### WHAT YOU WILL DO:
#1 From the privacy and sync security page, copy the passage from "- The server" to "the encrypted payload." word for word.
#2 What does the privacy and sync security page say is used to encrypt your content during sync?

### SOURCE EXTRACT:
++++++++++
Privacy & Sync Security
A plain, honest account — written to be clear, not to impress.
Again is local-first: the app works fully offline, with no account, no email, and no password. Sync between your own devices is optional and opt-in — nothing leaves your device unless you turn it on.
In short
- No account, no email, no password. Your sync identity is just two random 256-bit secrets generated on your device.
- End-to-end encrypted sync. Your content is encrypted with AES-GCM-256 using a key derived (via HKDF-SHA256) from one of those secrets. That key never leaves your device.
- The server never receives your encryption key — or the secret it comes from. When linking or restoring, your device sends only a one-way SHA-256 fingerprint of the secret (which is all the server stores to recognise you). The raw secret, and the key derived from it, never travel over the network.
- Metadata is not encrypted. The server can see that you synced something and when (event timestamps, device id, a version number), but not what — titles, notes, schedules, and completion dates are all inside the encrypted payload.
Identity model
When you enable sync for the first time, your device generates locally:
- User ID — a random identifier (UUID) for your data, not tied to your name, email, or phone. Sent in the clear.
- Sync secret — 256-bit random root of both authentication and the encryption key. Never sent raw — only its SHA-256 fingerprint is transmitted.
- Device ID — identifies this specific device (UUID). Sent in the clear.
- Device token — a 256-bit per-device key that authenticates this device to the API. It is auth-only and cannot decrypt anything. Sent once when registering/linking a device, then only its hash is stored.
Both secrets are kept in your device's secure storage — the iOS Keychain directly, and on Android an encrypted store sealed with a key held in the hardware-backed Android Keystore. Server-side, only SHA-256 hashes of each secret are ever persisted — never the secrets themselves.
++++++++++
### ENTRIES PROVIDED:
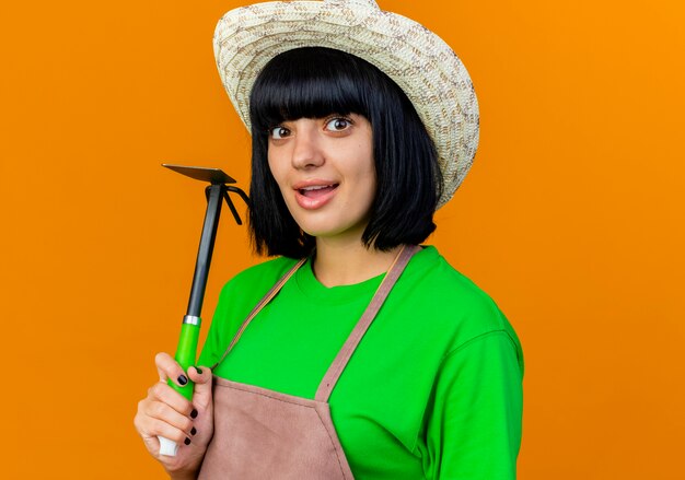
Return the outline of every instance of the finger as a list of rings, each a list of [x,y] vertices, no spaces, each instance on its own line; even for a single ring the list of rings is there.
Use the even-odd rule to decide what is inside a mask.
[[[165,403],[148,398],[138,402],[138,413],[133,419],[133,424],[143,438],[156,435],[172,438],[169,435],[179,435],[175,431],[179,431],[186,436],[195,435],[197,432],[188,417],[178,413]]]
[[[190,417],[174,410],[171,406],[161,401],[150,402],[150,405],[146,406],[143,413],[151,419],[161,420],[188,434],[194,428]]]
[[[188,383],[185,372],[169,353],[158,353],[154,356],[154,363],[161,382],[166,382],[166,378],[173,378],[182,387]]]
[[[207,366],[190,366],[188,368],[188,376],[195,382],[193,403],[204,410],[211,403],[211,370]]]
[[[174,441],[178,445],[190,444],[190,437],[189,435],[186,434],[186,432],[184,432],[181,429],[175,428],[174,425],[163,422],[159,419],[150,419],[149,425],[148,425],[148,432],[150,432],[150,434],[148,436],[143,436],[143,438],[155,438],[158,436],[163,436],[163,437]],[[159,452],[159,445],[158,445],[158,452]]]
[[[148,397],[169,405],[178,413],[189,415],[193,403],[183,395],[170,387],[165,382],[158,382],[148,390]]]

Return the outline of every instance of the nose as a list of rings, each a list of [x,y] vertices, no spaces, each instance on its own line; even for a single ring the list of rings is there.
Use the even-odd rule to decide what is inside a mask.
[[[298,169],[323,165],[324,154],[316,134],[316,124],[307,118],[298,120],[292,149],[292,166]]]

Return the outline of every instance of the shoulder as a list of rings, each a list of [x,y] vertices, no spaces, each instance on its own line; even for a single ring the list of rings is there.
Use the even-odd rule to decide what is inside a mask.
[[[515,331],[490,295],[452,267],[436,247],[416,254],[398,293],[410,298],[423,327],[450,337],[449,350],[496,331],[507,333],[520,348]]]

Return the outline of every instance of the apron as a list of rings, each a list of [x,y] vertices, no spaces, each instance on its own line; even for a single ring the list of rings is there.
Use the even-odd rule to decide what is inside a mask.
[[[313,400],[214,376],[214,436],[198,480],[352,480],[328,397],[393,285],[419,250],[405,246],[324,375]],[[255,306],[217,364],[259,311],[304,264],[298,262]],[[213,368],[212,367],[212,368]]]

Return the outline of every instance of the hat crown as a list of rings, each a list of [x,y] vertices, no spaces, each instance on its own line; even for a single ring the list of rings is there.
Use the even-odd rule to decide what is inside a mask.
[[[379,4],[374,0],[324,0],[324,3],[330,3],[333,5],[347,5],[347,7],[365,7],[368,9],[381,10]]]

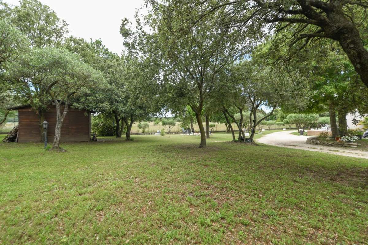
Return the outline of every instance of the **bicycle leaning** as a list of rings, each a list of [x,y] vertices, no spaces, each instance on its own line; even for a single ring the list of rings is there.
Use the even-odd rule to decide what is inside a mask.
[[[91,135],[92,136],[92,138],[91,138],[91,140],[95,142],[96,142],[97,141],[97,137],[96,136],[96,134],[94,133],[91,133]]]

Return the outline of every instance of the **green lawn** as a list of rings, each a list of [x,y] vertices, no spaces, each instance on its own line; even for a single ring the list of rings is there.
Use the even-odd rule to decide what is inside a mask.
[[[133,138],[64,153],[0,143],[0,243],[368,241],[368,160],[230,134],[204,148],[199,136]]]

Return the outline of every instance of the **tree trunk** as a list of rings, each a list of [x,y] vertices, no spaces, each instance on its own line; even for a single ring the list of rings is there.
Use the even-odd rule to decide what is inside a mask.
++++++++++
### ANSWERS:
#1
- The server never receives your encryption key — or the secret it comes from. When linking or restoring, your device sends only a one-way SHA-256 fingerprint of the secret (which is all the server stores to recognise you). The raw secret, and the key derived from it, never travel over the network.
- Metadata is not encrypted. The server can see that you synced something and when (event timestamps, device id, a version number), but not what — titles, notes, schedules, and completion dates are all inside the encrypted payload.

#2 AES-GCM-256